## Provided data
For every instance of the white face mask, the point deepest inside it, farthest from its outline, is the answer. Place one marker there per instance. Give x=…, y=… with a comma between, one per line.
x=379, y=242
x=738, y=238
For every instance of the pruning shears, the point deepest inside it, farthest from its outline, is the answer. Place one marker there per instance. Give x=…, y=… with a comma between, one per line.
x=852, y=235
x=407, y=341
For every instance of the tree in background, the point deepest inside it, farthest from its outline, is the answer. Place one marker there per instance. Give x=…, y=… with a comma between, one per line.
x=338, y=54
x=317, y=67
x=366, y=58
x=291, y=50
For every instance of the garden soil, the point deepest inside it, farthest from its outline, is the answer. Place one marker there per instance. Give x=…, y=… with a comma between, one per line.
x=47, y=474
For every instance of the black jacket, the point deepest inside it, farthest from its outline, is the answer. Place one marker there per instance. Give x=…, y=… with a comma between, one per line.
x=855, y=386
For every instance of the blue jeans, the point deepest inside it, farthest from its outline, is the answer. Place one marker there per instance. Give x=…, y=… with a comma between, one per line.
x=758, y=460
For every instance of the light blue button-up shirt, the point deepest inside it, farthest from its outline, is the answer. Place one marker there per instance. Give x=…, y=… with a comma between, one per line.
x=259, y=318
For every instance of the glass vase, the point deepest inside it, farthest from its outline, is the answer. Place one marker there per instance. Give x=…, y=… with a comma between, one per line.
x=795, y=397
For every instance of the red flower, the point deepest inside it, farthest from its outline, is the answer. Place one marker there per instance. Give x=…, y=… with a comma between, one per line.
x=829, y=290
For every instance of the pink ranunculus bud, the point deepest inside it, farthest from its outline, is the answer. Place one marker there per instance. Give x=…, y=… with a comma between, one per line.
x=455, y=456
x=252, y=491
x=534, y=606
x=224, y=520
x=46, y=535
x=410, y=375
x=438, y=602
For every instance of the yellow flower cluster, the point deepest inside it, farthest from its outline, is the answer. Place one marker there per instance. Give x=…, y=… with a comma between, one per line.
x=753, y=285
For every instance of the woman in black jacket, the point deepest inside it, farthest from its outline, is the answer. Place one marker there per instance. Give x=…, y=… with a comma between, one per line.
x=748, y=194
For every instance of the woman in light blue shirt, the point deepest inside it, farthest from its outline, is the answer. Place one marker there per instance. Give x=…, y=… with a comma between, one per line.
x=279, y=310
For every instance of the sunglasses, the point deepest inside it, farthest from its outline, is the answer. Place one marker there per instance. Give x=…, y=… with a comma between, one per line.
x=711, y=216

## Task details
Exactly as they appear above, write out all of the lines.

## Exercise solution
For every instance of the white face mask, the point deepest inside it, farthest from its outline, is the answer. Place one marker there per instance. Give x=…, y=… with a comma between, one per line.
x=379, y=242
x=738, y=238
For every instance of the pruning shears, the point deepest inside it, farthest from its outline, is the answer. Place one marker there per instance. Give x=…, y=… with a comma between, one per line.
x=852, y=235
x=407, y=341
For every instance of the tree in background, the point deepest inside it, farthest from its outline, is the answer. Place one marker there per instance. Give x=…, y=… with a comma between, one per line.
x=338, y=54
x=317, y=67
x=366, y=58
x=291, y=50
For every instance of the garden soil, the point deepest inside it, farthest from its outline, is the answer. Place one marker there per instance. Give x=…, y=… with a comma between, one per line.
x=47, y=474
For every instance of the black jacket, the point deepest inside it, farthest from its outline, is the answer. Place one marker there per instance. Give x=…, y=… with a comma between, one per line.
x=855, y=386
For every instance of the blue jeans, the point deepest inside it, farthest from its outline, is the answer. Place one marker there per instance. Give x=…, y=… with a comma between, one per line.
x=758, y=460
For every instance of the light blue button-up shirt, the point deepest inside it, farthest from its outline, is the answer. Place one marker there per instance. Give x=…, y=… with a comma between, one per line.
x=259, y=318
For every instance of the glass vase, the point deepest inside it, farthest from its outline, is the answer. Place one marker there per instance. Give x=…, y=… with a comma between, one per line.
x=795, y=397
For every instance of the red flower, the point deepest inside it, farthest from its outline, is the answer. Place one marker there per instance. Give x=…, y=… with a comma between, one per line.
x=829, y=290
For every instance of the pink ranunculus bud, the point deepest inside it, farthest from its outline, is the answer. Place one marker there per instance. Give x=…, y=… with a comma between, one per line.
x=455, y=456
x=252, y=491
x=534, y=606
x=224, y=520
x=46, y=535
x=410, y=375
x=438, y=602
For every instance of the yellow flower cluster, the point deepest inside it, farthest from its outline, is the answer. Place one marker there per instance. Give x=…, y=… with a comma between, one per line.
x=753, y=285
For every instance of the woman in black jacket, the point deepest inside it, farthest from its outline, is the answer. Place one marker there per instance. Give x=…, y=… with a comma between, one per line.
x=748, y=194
For every instance of the woman in light blue shirt, the point deepest inside it, farthest from its outline, is the answer. Place one marker there per instance. Give x=…, y=… with a comma between, one per line.
x=279, y=310
For every instance of the sunglasses, the point deepest inside it, farthest from its outline, is the answer. Place one marker there per instance. Give x=…, y=… with a comma between, one per line.
x=711, y=216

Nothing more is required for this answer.